What you should do: Pick up the article below on college football's 2022 spring quarterback battles and carry it on from its last sentence.

Provided text:
Cade McNamara, Michigan Wolverines Football

Spring practice is the first on-field step towards the 2022 college football season, and for most programs, the competition for quarterback battles gets underway in March. Several high-profile teams feature a competition under center this spring, including playoff contenders in Texas A&M, Clemson, Michigan and Notre Dame. Elsewhere, Nebraska has an intriguing battle on its hands as coach Scott Frost enters a make-or-break year, and Cincinnati looks to replace Desmond Ridder and return to the playoff. Competitions at Auburn, Florida and LSU provide plenty of intrigue around the SEC.

Which battles are the key to watch in spring practice? Athlon Sports examines the top ones to watch:

College Football's Top Spring QB Battles for 2022

Auburn
Candidates: Robby Ashford, Zach Calzada, Dematrius Davis, TJ Finley, Holden Geriner
Bo Nix’s transfer left a wide-open void under center for coach Bryan Harsin. Finley (LSU transfer) started the final three games with Nix out due to injury and completed 53 of 95 passes for 552 yards and four scores in an 0-3 stretch that included losses to Alabama and a bowl defeat to Houston. Calzada started 10 games at Texas A&M in ’21 and threw for 2,185 yards and 17 touchdowns, while also leading the program to a huge upset over Alabama in early October. A pair of freshmen in Davis (redshirt) and Geriner (true) are talented players with upside, but both players have ground to make up against more experienced options.

Records:
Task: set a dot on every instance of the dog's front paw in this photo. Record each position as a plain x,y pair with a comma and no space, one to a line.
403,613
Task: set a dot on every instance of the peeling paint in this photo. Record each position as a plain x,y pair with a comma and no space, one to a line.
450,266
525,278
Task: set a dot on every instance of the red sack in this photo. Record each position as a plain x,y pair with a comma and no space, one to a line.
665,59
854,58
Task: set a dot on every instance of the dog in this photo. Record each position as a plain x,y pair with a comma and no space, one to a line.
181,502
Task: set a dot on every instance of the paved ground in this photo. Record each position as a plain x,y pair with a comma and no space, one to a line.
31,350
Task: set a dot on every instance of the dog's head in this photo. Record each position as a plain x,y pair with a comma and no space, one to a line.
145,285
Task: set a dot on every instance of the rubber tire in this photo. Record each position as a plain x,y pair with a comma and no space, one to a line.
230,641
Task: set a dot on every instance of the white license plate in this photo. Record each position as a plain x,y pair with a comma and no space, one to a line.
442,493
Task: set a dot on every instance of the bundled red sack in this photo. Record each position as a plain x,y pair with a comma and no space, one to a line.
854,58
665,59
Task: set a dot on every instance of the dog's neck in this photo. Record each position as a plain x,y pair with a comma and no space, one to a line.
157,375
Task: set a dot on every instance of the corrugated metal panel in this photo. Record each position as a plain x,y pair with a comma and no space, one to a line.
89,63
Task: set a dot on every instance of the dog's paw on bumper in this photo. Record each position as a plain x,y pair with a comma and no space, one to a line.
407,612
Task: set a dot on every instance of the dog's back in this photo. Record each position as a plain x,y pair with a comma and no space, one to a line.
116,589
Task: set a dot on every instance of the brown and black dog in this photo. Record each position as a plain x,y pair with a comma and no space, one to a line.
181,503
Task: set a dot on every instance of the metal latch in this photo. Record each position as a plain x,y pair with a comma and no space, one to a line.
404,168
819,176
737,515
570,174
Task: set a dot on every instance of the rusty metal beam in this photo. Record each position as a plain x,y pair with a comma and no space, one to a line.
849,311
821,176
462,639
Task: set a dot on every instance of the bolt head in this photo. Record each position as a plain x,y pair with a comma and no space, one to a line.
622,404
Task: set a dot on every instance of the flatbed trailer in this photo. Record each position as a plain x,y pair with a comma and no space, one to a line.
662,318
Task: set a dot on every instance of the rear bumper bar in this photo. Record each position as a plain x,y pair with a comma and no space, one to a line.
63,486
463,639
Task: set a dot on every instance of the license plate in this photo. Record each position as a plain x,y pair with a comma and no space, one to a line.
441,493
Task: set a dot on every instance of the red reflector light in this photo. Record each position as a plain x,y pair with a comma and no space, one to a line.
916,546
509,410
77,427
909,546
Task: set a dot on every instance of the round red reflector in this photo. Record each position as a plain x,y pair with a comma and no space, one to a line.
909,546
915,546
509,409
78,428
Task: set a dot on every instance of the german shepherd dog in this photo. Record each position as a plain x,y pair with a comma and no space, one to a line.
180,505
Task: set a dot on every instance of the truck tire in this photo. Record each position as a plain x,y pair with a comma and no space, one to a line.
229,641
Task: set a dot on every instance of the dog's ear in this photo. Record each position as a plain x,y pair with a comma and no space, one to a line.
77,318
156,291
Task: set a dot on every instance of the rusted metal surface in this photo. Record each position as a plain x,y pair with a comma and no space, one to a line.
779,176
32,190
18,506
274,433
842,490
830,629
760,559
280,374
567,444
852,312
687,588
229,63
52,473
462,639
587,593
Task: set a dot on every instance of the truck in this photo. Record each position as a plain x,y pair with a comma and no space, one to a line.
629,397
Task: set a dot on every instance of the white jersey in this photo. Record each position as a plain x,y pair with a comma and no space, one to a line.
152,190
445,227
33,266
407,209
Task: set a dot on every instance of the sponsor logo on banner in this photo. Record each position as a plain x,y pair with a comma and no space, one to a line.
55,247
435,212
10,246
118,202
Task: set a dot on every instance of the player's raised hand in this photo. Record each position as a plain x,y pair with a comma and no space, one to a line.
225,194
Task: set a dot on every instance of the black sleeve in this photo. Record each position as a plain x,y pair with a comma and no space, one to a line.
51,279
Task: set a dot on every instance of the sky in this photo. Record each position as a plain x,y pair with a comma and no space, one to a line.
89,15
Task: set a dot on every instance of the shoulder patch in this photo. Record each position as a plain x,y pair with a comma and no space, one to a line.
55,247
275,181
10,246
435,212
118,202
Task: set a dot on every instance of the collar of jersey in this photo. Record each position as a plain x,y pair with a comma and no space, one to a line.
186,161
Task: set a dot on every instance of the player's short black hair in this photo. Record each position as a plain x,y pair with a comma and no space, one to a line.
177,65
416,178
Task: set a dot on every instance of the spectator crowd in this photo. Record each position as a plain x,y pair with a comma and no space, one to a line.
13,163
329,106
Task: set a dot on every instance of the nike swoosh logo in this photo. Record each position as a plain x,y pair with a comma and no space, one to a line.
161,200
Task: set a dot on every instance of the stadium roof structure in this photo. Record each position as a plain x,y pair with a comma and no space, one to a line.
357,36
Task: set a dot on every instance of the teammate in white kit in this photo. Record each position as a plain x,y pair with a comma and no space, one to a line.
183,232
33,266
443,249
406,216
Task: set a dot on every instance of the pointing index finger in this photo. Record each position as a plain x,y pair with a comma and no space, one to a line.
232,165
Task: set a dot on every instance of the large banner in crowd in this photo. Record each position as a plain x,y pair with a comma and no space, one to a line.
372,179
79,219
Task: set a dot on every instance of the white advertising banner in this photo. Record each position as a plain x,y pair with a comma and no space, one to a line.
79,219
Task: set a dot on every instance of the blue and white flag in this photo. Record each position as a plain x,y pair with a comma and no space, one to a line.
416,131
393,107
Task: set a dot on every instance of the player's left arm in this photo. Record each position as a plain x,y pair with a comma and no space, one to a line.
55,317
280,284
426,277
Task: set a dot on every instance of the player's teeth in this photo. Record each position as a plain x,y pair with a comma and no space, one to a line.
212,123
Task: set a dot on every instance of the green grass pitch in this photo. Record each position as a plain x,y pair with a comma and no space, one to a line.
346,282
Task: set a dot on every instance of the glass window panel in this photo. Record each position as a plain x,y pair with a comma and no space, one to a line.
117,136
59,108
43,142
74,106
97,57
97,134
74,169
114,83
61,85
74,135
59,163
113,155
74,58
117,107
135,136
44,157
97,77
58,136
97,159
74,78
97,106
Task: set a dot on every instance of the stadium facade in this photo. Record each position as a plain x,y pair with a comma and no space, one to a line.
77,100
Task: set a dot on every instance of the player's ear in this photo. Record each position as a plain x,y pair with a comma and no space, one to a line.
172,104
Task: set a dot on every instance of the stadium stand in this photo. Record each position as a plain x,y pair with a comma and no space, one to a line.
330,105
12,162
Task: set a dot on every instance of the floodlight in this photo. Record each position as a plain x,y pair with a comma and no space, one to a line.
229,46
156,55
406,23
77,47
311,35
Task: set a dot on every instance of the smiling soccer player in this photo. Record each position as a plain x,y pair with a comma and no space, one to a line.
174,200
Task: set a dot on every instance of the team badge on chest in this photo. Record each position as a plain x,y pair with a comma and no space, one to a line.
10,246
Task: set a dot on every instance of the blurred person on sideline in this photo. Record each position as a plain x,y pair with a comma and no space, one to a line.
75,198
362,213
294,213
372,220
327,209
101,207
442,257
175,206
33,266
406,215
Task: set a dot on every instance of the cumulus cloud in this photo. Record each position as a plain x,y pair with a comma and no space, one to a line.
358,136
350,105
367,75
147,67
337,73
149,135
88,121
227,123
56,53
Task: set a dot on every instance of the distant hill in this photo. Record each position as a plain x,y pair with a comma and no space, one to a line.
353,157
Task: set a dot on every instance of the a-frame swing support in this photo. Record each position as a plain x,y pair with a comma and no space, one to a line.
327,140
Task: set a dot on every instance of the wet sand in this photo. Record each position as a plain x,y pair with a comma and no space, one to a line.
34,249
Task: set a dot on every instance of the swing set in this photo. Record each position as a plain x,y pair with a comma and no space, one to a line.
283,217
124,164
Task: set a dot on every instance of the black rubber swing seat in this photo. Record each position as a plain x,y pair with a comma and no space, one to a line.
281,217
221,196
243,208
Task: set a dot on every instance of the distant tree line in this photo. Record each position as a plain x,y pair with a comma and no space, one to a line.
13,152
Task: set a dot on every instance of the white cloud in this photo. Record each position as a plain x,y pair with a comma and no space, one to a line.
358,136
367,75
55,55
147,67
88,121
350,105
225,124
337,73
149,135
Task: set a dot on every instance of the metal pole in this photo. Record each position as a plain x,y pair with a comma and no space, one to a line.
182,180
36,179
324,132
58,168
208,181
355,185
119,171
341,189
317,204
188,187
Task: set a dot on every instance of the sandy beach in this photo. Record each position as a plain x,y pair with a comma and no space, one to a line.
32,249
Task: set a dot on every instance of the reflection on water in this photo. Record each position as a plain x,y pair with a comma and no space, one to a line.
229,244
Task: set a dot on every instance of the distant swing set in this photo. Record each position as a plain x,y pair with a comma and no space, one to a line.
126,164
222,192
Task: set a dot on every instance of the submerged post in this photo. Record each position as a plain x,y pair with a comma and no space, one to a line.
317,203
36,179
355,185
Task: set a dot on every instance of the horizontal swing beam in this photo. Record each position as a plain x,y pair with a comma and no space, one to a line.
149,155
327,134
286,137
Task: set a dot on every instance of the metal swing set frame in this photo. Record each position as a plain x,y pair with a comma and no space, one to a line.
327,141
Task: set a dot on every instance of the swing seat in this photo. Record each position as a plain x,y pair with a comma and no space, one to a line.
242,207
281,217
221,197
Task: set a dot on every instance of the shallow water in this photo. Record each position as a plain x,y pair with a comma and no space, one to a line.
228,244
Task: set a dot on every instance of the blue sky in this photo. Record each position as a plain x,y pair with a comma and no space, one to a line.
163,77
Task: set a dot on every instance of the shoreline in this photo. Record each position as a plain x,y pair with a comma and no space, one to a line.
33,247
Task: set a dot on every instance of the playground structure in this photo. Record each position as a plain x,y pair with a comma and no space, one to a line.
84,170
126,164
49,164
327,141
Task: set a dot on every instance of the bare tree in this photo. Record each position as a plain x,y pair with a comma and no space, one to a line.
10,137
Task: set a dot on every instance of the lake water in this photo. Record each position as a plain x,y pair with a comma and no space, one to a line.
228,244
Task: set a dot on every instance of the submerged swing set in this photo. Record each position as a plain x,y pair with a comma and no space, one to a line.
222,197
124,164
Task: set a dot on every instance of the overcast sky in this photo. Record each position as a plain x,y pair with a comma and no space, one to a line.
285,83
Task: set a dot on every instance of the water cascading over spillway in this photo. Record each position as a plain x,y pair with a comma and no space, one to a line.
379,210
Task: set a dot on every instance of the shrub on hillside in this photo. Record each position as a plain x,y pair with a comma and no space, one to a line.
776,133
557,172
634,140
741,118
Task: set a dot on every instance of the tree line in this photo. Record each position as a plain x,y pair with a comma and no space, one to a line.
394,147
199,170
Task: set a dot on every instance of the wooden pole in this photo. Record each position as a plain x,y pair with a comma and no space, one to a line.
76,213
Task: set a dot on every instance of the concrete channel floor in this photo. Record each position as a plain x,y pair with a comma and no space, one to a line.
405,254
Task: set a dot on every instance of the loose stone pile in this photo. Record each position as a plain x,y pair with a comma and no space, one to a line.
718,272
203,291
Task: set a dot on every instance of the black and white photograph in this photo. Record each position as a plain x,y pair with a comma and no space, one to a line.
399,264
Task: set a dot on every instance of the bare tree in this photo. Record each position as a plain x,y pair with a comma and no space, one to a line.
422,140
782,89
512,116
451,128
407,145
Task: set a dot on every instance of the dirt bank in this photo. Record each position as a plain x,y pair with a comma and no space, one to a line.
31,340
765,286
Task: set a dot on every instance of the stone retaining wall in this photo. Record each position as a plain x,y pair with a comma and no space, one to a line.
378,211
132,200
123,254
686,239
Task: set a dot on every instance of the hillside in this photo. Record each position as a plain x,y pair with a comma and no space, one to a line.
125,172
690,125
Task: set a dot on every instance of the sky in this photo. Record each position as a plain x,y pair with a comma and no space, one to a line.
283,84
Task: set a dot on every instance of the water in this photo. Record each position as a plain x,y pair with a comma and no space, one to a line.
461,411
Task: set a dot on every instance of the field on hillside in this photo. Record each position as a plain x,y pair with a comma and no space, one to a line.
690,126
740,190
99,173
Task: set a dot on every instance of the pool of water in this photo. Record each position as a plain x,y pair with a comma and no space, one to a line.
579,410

The answer:
Projected Winner: Calzada

Cincinnati
Candidates: Ben Bryant vs. Evan Prater
It’s no secret Desmond Ridder will be missed at Cincinnati in ’22. He was instrumental to the Bearcats’ 33-5 record over the last three years and trip to the CFB Playoff for the ’21 season. Although coach Luke Fickell has to replace one of the top players in school history, the cupboard is far from bare. Prater – the No. 6 dual-threat quarterback in the 2020 signing class – recorded more than 9,000 total yards and just over 140 overall touchdowns in a prolific career at Wyoming High School in Ohio. After playing just one game in ’20, Prater worked as Ridder’s backup last fall and completed five of 11 passes for 38 yards and ran for 105 yards and two scores. He will have competition from Bryant, who started his career at Cincinnati and transferred to Eastern Michigan after being stuck behind Ridder. Bryant threw for 3,121 yards and 14 scores with the Eagles and ranked second in the MAC in completions of 40-plus yards (10).
Projected Winner: Prater

Clemson
Candidates: Cade Klubnik vs. DJ Uiagalelei 

After finishing in the top three of the ACC in scoring offense every year from 2015-20, Clemson regressed significantly last fall. This unit mustered 26.3 points a game, struggled to generate big plays, and averaged only 5.2 yards a snap. High expectations surrounded Uiagalelei after ranking as a five-star recruit in the ’20 class and showing promise in two starts against Boston College and Notre Dame. However, Uiagalelei struggled last fall, completing 55.6 percent of his throws for 2,246 yards and nine scores. The blame doesn’t fall solely on Uiagalelei’s shoulders, however. Clemson’s offensive line had a poor ’21 season, and the receiving corps wasn’t up to its usual performance. Uiagalelei is a heavy favorite to retain the starting job, but the arrival of Klubnik, a five-star freshman, has added pressure.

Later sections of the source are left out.